**Prompt:**
Format every line of the items below as a JSON list of strings, one string per line, with blank lines left out.

##### Data rows

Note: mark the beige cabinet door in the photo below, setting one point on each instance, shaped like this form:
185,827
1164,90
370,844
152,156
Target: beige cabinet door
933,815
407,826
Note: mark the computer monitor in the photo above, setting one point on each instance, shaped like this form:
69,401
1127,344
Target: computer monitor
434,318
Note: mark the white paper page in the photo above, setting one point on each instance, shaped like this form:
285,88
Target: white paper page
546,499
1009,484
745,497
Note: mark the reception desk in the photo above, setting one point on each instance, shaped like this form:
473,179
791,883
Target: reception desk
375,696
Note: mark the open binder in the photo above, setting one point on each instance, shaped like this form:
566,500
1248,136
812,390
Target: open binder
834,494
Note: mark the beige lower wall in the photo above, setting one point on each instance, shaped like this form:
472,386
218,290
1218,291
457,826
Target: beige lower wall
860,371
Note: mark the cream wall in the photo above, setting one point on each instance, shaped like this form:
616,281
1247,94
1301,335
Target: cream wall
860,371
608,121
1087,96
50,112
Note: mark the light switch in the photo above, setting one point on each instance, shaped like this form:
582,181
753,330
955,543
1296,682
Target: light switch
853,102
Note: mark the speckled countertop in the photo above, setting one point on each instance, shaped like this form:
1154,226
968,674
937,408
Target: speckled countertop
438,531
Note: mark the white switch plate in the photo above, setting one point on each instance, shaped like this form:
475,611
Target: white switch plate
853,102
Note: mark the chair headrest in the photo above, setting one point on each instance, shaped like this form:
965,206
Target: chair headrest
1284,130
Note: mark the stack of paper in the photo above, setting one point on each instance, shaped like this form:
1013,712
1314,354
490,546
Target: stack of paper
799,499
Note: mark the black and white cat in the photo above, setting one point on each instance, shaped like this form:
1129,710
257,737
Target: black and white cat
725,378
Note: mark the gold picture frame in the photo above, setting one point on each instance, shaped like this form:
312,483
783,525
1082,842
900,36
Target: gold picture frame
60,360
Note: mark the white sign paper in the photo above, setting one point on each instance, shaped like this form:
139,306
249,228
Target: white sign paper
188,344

##########

**Final result:**
[
  "Note: mark the beige cabinet door in the photo below, setting one point on each instance, shaped like this form:",
  "185,827",
  "1164,90",
  "370,844",
  "152,156",
  "Target: beige cabinet door",
  "933,815",
  "407,826",
  "Note: mark the computer monitor in the photo above, setting one point on each instance, shaped like this form:",
  "69,401",
  "1127,344",
  "Target: computer monitor",
  "434,318",
  "Note: mark the white paper page in the photo above, setting one point on each instance, shaped like this form:",
  "285,88",
  "Target: white paper page",
  "546,499",
  "1009,484",
  "745,497",
  "Note: mark the reception desk in the photo above, setting one point on each instance, shaped like this form:",
  "473,179",
  "791,883",
  "Target: reception desk",
  "375,696",
  "Note: mark the open binder in the photo above, setting one point on each instance, shaped like this form:",
  "566,500",
  "1248,136",
  "812,390",
  "Target: open binder",
  "834,494",
  "Note: mark the beige lower wall in the photo above, setting one point on each instance, shaped like this form:",
  "472,386",
  "218,290",
  "1218,291",
  "457,826",
  "Target: beige lower wall",
  "860,371",
  "Note: mark the cream wall in the photo above, setting one point on each instance, shaped like this form:",
  "616,281",
  "1247,94",
  "1301,335",
  "Target: cream wall",
  "860,371",
  "608,121",
  "1087,96",
  "50,112",
  "Note: mark the light switch in the photo above, setting one point on each instance, shaped like this form:",
  "582,181",
  "753,330",
  "955,543",
  "1296,682",
  "Target: light switch",
  "853,102",
  "Note: mark the speckled countertop in the photo above, setting one point on each instance, shaped like this form:",
  "1154,226",
  "968,674",
  "937,408",
  "Target: speckled countertop",
  "438,531",
  "Note: mark the white switch plate in the photo above, setting one point on each instance, shaped like this form:",
  "475,611",
  "Target: white switch plate",
  "853,102",
  "Note: mark the chair headrest in the photo above, setting one point on each instance, shaped like this form:",
  "965,206",
  "Target: chair headrest",
  "1284,130",
  "Note: mark the stack of paper in the photo above, setting one point on each instance, shaped like this form:",
  "1013,712",
  "1314,354",
  "490,546",
  "Target: stack of paper",
  "799,499",
  "Note: mark the black and white cat in the photo above, setting one point on each instance, shaped like this form:",
  "1129,710",
  "257,737",
  "Target: black and white cat",
  "725,378",
  "Note: mark the gold picture frame in the photo above, setting one point on each instance, shaped like this form:",
  "312,483",
  "783,525",
  "1082,842",
  "900,36",
  "Target: gold picture frame",
  "60,360",
  "Note: mark the white sign paper in the photo above, setting one point on each instance, shaped like this form:",
  "139,306",
  "249,228",
  "Target: white sign paper",
  "188,344"
]